Saved entries:
=-=-=-=-=

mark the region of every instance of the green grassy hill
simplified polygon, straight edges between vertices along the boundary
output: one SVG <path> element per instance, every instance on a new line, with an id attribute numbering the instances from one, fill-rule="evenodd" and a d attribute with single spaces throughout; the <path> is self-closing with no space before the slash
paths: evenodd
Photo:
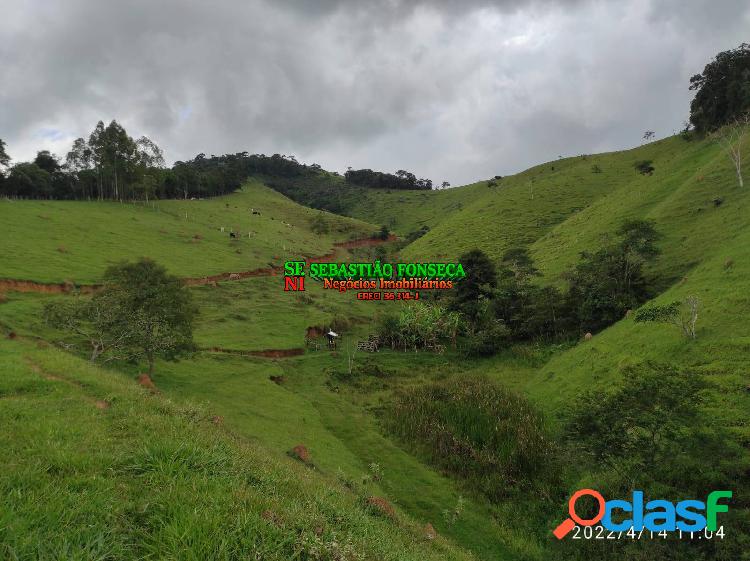
<path id="1" fill-rule="evenodd" d="M 328 231 L 314 233 L 310 221 L 319 214 L 258 182 L 226 197 L 149 205 L 2 200 L 0 278 L 91 283 L 107 265 L 143 256 L 183 277 L 247 271 L 286 255 L 326 254 L 334 241 L 375 229 L 325 213 Z"/>
<path id="2" fill-rule="evenodd" d="M 584 244 L 598 243 L 599 236 L 612 233 L 628 218 L 648 217 L 656 205 L 668 205 L 668 199 L 675 208 L 661 216 L 662 229 L 679 225 L 672 221 L 684 223 L 699 207 L 709 210 L 705 207 L 711 198 L 721 196 L 731 180 L 722 157 L 708 141 L 688 142 L 678 136 L 633 150 L 543 164 L 504 178 L 484 194 L 472 186 L 471 194 L 467 191 L 472 203 L 450 214 L 404 254 L 455 258 L 478 247 L 499 258 L 510 247 L 534 244 L 534 257 L 543 270 L 559 273 L 575 261 Z M 634 169 L 639 160 L 653 161 L 653 175 Z M 706 167 L 711 162 L 725 170 L 724 176 L 711 175 Z M 594 173 L 593 166 L 601 173 Z M 701 176 L 702 183 L 696 183 Z M 679 201 L 680 190 L 683 199 L 690 192 L 692 200 Z"/>
<path id="3" fill-rule="evenodd" d="M 0 357 L 4 559 L 469 558 L 205 410 L 6 333 Z"/>
<path id="4" fill-rule="evenodd" d="M 379 399 L 388 399 L 403 384 L 433 379 L 447 360 L 433 355 L 383 352 L 376 358 L 360 353 L 357 364 L 385 360 L 395 379 L 384 387 L 376 384 L 352 393 L 336 376 L 346 371 L 347 349 L 371 332 L 372 319 L 383 308 L 357 305 L 353 294 L 331 294 L 315 283 L 304 297 L 281 288 L 281 277 L 254 277 L 191 289 L 200 310 L 197 344 L 237 351 L 299 349 L 307 326 L 338 320 L 343 322 L 337 328 L 343 337 L 339 352 L 308 351 L 272 360 L 204 351 L 179 362 L 160 361 L 154 378 L 157 387 L 178 403 L 202 404 L 212 415 L 221 416 L 223 427 L 232 434 L 268 450 L 277 460 L 304 444 L 320 473 L 355 489 L 358 496 L 387 497 L 418 524 L 429 522 L 439 535 L 479 558 L 510 556 L 506 543 L 518 538 L 512 528 L 498 524 L 494 509 L 468 497 L 455 481 L 402 450 L 383 434 L 372 415 L 371 408 L 377 407 Z M 8 293 L 0 306 L 0 321 L 24 336 L 71 341 L 74 338 L 50 329 L 40 319 L 44 302 L 70 297 Z M 77 364 L 84 363 L 79 360 Z M 139 369 L 127 364 L 118 368 L 134 385 Z M 272 376 L 283 381 L 274 383 Z M 373 466 L 382 471 L 375 484 Z M 462 520 L 447 524 L 443 511 L 455 507 L 460 497 L 465 504 Z"/>
<path id="5" fill-rule="evenodd" d="M 638 160 L 652 160 L 653 175 L 636 173 Z M 592 173 L 592 165 L 602 173 Z M 505 356 L 478 369 L 522 388 L 554 413 L 584 388 L 616 383 L 629 364 L 670 362 L 706 374 L 714 384 L 707 407 L 748 441 L 750 349 L 743 325 L 750 313 L 750 192 L 738 186 L 719 146 L 676 136 L 545 164 L 503 182 L 496 194 L 453 213 L 407 246 L 404 256 L 455 258 L 479 247 L 498 258 L 509 247 L 528 247 L 545 275 L 540 282 L 555 283 L 580 252 L 599 247 L 623 221 L 651 220 L 663 237 L 649 274 L 665 290 L 654 302 L 697 296 L 698 338 L 688 341 L 676 327 L 623 318 L 541 364 L 519 365 Z"/>
<path id="6" fill-rule="evenodd" d="M 636 171 L 634 164 L 642 160 L 652 161 L 652 175 Z M 690 341 L 677 327 L 623 318 L 591 341 L 510 349 L 467 370 L 524 392 L 556 426 L 554 419 L 582 391 L 610 391 L 634 364 L 668 363 L 708 384 L 701 407 L 729 429 L 747 463 L 750 348 L 743 326 L 750 313 L 750 194 L 738 186 L 719 146 L 675 136 L 632 150 L 550 162 L 497 183 L 451 190 L 460 205 L 430 223 L 431 231 L 406 246 L 401 259 L 455 259 L 476 247 L 499 259 L 509 248 L 527 247 L 543 273 L 539 282 L 560 283 L 582 251 L 612 239 L 625 220 L 649 220 L 662 235 L 662 253 L 648 270 L 661 292 L 653 302 L 697 297 L 698 337 Z M 444 192 L 409 193 L 401 196 L 401 205 L 393 194 L 368 196 L 383 215 L 389 206 L 394 215 L 409 215 L 411 203 L 411 215 L 433 216 L 445 210 L 440 201 L 447 200 Z M 416 224 L 397 223 L 408 224 L 402 231 Z M 455 363 L 453 369 L 460 375 Z"/>
<path id="7" fill-rule="evenodd" d="M 636 173 L 638 160 L 652 160 L 653 175 Z M 592 173 L 592 165 L 602 173 Z M 745 391 L 750 356 L 742 328 L 750 310 L 750 192 L 738 186 L 719 146 L 676 136 L 624 152 L 545 164 L 503 182 L 496 194 L 453 213 L 407 246 L 404 257 L 455 258 L 479 247 L 498 258 L 509 247 L 528 247 L 545 275 L 540 282 L 558 282 L 580 252 L 599 247 L 623 221 L 646 219 L 663 236 L 662 254 L 649 271 L 665 289 L 655 302 L 696 295 L 702 311 L 695 343 L 684 340 L 677 328 L 624 318 L 593 341 L 555 354 L 532 374 L 517 369 L 521 372 L 515 376 L 506 365 L 498 372 L 523 377 L 511 383 L 556 409 L 582 387 L 610 384 L 633 361 L 675 362 L 705 370 L 721 382 L 723 414 L 744 426 L 743 412 L 750 406 Z"/>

=-=-=-=-=

EXERCISE GOAL – Which lines run from the one holding "simplified polygon, straight" through the one holding "paths: evenodd" in the records above? Repeat them exactly, both included, and nothing more.

REPLY –
simplified polygon, straight edges between vertices along the boundary
output: one SVG <path> element per instance, every instance on a new line, with an id attribute numbering the instances from one, fill-rule="evenodd" and a d attribute with single spaces throughout; the <path> is self-closing with no space before the slash
paths: evenodd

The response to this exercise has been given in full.